TEXT PASSAGE.
First, you’ve got the tactical map. A tactical map is a to-scale map that depicts a place where a fight is happening. It allows everyone at the table to keep track of everyone’s position on the battlefield and figure out where people can move and who they can target and how many monsters are still standing and all that crap. For obvious reasons, tactical maps are almost always used with some kind of token. Miniature figures are common in realspace. Graphical pogs are used in virtual tabletop software.

Now, in the past tactical maps have been the focus of lots and lots of arguments. Especially about ten years ago, just before the virtual tabletop thing really took off. And some of those arguments still flare up to this day. What you have to understand is that, to resolve combat, the game has always included a certain level of precision in things like distance, speed, and position. And tactical maps and miniatures have always been a very good way to track all of that stuff. However, late in the AD&D 2nd Edition era, several optional rules modules were added to the game that greatly enhanced the role that precise distances, speeds, and positions played in the game. And many of those optional rules were then incorporated as core components in D&D 3E and D&D 3.5. Consequently, having some means of accurately tracking distances and positions during combat became much more important than it ever had been before. D&D 4E built on this framework by adding more positional and movement-based mechanics. And D&D 4E actually took A LOT of flak for “REQUIRING” the use of maps and miniatures to play the game. D&D 5E claimed to dial some of that back, but the fact is that it still has a lot of mechanics based on precise distances, speeds, and positions and so the game expects that you will keep track of that s$&%. Somehow. Obviously, the easiest way to track precise positions and distances is a map with tokens on it.

SHORT TASK A. According to the tactical map text, what kind of tokens are used in virtual tabletop software?
The tactical map text and the listing are separate, unrelated material.

(Dataset excerpts on object pointing)
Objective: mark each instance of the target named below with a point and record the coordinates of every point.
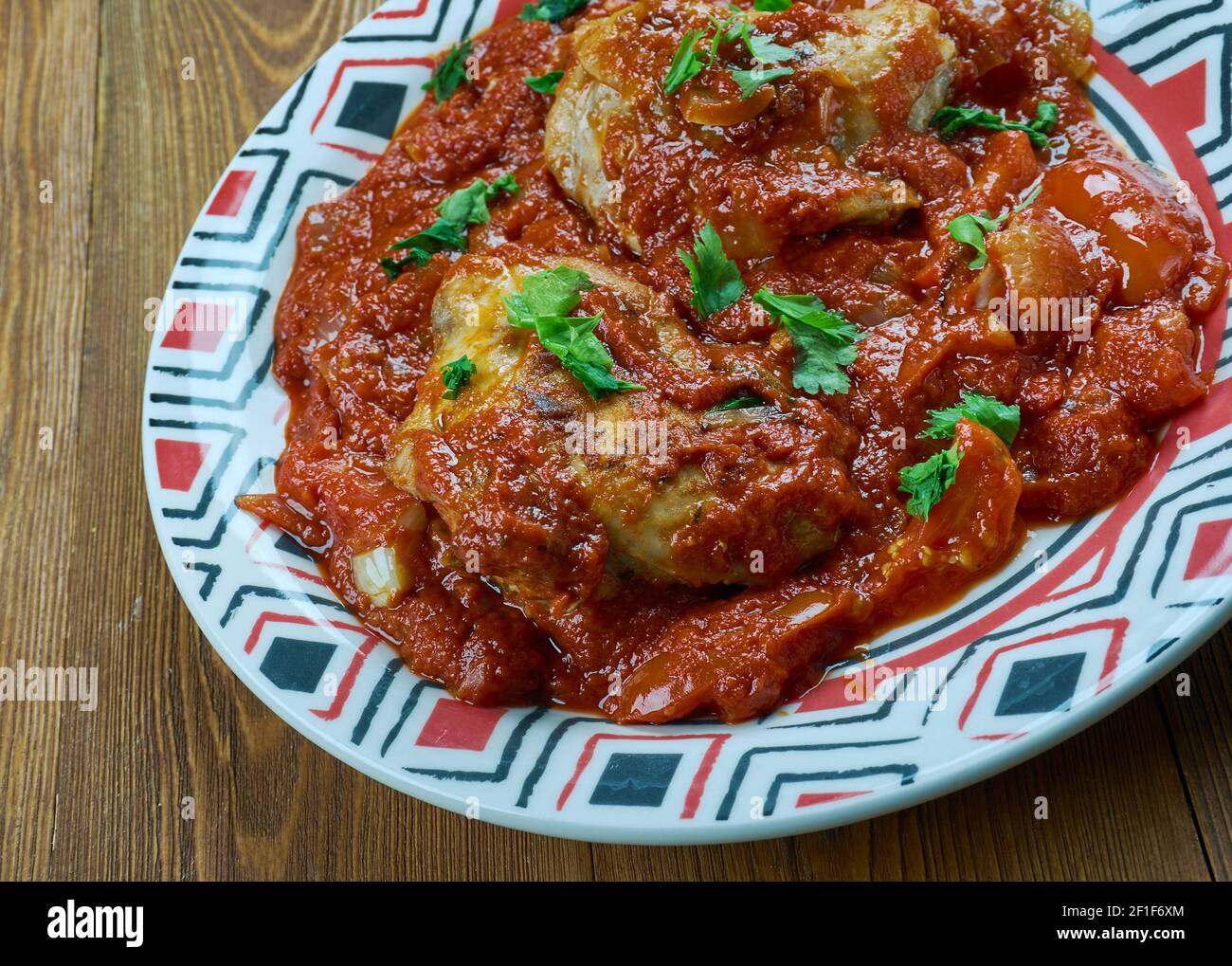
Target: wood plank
(1202, 732)
(48, 73)
(1116, 810)
(172, 720)
(99, 794)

SHORT TASK B. Can you write out the listing again with "wood plank" swapped for "timber board", keeping everything else unchanged and leaving out the pictures?

CORRECT RESULT A. Graphical pogs.

CORRECT RESULT B.
Objective: mark each instance of the target named below with a point and record the coordinates of every point.
Target: timber board
(1202, 732)
(48, 73)
(1116, 810)
(172, 720)
(99, 794)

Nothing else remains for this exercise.